• What the task asks:
I need every line that includes the word "below" copied from the material.

• Dataset content:
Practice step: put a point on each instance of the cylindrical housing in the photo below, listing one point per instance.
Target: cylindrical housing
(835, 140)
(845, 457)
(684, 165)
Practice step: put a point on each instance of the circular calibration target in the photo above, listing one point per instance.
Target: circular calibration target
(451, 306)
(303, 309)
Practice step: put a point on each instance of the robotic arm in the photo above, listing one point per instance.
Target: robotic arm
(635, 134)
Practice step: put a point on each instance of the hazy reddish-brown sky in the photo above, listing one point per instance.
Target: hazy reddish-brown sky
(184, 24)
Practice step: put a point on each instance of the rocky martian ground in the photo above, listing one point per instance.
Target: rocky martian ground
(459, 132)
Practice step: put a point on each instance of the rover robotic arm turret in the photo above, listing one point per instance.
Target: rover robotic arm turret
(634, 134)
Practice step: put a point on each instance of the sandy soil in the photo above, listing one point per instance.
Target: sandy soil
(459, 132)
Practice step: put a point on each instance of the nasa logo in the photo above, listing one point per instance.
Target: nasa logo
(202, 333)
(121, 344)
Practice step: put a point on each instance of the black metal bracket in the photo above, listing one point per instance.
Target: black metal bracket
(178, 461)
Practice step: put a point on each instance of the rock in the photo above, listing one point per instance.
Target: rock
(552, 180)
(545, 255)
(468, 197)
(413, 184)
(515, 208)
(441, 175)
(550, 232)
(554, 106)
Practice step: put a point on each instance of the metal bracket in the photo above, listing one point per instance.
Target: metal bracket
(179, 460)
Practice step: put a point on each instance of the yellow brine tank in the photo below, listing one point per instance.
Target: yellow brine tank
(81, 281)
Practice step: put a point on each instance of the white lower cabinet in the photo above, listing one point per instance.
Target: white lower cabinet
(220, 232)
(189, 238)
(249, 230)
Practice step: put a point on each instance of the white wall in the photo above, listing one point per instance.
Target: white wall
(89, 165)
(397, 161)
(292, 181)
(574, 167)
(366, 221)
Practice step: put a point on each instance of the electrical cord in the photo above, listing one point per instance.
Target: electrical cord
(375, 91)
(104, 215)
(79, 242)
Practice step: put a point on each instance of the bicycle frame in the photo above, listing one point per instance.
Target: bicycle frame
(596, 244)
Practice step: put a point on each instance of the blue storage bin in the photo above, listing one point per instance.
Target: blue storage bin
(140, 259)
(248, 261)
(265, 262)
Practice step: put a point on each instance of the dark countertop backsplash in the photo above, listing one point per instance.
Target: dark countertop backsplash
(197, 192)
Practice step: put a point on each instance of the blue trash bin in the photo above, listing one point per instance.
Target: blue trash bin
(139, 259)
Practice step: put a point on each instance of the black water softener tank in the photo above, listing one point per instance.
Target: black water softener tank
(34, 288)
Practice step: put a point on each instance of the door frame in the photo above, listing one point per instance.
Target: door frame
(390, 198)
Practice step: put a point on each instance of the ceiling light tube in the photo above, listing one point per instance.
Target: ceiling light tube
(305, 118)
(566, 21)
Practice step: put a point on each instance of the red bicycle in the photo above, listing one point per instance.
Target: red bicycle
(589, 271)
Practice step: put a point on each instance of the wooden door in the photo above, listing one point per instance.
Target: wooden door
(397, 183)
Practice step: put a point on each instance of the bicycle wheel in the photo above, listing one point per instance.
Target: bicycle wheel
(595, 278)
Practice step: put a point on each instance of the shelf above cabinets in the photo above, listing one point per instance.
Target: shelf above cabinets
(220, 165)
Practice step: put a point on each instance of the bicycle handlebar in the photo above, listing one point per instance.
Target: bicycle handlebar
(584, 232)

• Solution for this problem:
Practice step: put a point on each instance of the cylindrical housing in the photo below, listing one point per instance.
Practice step: put a point on each instance of the yellow brine tank in the photo below, listing one point per instance.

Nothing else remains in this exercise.